→ To do
Repeat every line of the entries below, including the instructions, but shift each coordinate in the answers by -42. Leave the pictures out.

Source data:

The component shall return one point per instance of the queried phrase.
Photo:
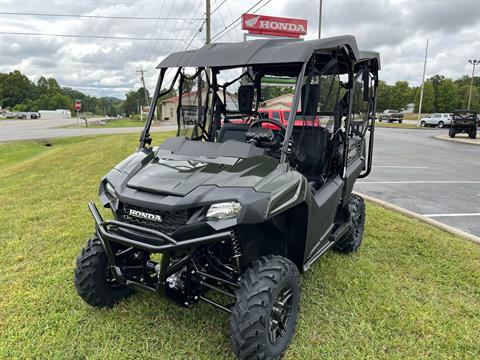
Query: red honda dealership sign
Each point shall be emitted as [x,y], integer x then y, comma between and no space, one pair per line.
[274,26]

→ Written reply
The component shall return one point per instance of the queried phrase.
Photo:
Query: red honda dealership sign
Each point shall be emitted as [x,y], integer x then y, comma between and no space, one pair per line.
[232,-16]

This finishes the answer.